╭──
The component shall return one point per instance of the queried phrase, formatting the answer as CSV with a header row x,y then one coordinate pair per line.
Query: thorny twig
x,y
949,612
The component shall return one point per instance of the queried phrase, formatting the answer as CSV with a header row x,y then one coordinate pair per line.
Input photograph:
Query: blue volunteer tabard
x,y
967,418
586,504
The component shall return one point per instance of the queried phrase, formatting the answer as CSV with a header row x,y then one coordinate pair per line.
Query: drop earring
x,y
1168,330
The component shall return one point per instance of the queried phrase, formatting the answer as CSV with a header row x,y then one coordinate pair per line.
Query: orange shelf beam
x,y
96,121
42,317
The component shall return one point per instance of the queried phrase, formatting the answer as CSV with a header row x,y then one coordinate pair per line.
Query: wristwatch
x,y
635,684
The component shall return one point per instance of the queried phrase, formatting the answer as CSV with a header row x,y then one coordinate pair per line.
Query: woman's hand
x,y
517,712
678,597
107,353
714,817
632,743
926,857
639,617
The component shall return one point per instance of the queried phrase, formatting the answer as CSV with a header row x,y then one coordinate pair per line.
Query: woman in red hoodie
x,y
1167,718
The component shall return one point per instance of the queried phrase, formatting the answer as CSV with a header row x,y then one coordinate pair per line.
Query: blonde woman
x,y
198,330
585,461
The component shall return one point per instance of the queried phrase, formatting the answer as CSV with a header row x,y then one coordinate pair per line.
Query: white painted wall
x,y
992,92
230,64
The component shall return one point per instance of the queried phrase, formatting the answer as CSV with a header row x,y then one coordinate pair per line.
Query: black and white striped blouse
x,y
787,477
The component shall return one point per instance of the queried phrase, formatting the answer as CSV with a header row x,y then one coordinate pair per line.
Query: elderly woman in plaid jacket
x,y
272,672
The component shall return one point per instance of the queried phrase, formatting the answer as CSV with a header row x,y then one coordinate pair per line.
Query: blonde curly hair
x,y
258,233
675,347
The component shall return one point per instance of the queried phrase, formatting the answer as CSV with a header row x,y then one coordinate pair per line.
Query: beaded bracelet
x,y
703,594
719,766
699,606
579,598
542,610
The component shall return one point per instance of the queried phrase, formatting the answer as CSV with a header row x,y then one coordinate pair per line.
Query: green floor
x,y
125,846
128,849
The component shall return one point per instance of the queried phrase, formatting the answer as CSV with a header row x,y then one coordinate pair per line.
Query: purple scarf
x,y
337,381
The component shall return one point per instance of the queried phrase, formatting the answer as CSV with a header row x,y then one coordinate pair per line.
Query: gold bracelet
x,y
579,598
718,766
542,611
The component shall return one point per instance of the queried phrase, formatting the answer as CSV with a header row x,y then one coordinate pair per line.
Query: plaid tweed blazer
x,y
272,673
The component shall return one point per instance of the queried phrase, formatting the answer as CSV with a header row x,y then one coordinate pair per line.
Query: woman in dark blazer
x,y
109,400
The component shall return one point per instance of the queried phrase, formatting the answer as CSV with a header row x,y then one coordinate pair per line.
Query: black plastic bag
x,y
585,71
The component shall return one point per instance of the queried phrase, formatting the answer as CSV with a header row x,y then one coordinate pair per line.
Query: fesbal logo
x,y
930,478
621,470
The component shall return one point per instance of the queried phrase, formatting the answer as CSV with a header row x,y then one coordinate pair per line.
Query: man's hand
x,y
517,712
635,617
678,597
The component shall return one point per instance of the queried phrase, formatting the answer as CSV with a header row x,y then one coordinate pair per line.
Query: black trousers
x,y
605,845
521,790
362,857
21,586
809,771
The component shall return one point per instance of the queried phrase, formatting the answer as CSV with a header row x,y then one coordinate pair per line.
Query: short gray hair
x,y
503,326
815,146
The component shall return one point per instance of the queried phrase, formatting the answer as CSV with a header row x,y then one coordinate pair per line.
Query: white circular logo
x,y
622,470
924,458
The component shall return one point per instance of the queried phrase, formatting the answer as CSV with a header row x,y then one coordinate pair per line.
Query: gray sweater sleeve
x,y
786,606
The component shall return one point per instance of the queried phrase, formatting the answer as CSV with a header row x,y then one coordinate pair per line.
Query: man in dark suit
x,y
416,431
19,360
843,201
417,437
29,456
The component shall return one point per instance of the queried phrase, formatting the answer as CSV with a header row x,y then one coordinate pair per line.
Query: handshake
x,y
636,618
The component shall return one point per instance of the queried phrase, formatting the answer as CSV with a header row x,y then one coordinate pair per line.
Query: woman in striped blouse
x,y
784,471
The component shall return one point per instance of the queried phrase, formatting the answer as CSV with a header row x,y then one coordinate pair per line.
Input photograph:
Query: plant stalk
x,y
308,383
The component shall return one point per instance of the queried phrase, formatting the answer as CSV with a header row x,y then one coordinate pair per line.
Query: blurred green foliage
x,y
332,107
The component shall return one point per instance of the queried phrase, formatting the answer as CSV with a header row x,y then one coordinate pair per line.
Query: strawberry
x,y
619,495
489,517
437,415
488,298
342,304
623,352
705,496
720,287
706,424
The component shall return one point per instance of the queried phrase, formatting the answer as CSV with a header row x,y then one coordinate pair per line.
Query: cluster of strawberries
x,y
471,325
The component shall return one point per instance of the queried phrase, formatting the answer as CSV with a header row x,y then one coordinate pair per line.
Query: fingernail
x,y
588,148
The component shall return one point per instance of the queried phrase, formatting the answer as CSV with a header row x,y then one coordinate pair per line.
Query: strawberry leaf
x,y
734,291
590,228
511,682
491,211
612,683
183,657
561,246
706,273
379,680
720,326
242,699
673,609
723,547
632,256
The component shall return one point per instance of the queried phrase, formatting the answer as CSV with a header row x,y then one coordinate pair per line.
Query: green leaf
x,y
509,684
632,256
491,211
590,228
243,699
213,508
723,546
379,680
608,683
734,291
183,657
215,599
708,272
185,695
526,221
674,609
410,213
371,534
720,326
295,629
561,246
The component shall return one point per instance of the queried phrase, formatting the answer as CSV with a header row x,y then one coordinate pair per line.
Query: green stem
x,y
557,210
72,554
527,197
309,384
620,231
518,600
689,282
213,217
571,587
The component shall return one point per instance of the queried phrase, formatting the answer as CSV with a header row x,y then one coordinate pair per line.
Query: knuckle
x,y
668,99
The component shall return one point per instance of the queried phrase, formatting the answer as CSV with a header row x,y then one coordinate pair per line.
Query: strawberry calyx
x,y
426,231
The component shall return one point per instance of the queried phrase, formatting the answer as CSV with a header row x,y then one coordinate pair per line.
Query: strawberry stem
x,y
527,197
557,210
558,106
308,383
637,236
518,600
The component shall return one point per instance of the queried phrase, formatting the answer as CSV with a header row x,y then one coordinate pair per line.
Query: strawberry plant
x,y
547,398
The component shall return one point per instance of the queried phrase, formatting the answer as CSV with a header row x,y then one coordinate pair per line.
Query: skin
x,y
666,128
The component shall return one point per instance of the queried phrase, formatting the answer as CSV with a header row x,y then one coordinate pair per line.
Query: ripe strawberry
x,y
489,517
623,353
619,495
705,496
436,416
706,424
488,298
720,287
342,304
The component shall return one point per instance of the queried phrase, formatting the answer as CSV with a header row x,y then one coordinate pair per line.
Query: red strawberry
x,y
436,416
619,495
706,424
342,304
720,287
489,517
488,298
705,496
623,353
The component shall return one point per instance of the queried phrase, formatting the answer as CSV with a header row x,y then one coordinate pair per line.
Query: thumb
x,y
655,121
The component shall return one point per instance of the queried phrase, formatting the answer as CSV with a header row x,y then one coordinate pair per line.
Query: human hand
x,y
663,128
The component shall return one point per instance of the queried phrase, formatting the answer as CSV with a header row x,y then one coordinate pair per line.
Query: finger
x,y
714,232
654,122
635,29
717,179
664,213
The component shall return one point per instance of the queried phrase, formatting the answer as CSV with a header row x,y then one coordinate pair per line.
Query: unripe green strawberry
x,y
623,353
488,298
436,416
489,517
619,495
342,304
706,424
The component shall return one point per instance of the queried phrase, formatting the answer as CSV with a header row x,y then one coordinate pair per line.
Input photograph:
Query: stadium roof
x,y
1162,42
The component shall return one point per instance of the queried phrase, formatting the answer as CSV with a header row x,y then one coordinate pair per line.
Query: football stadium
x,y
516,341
╰──
• [WHAT YOU WILL DO]: Count the lines in the records above that contain the string "gray", treating uppercase and lowercase as different. Reply with only the number.

• [RESPONSE TO THIS TASK]: 2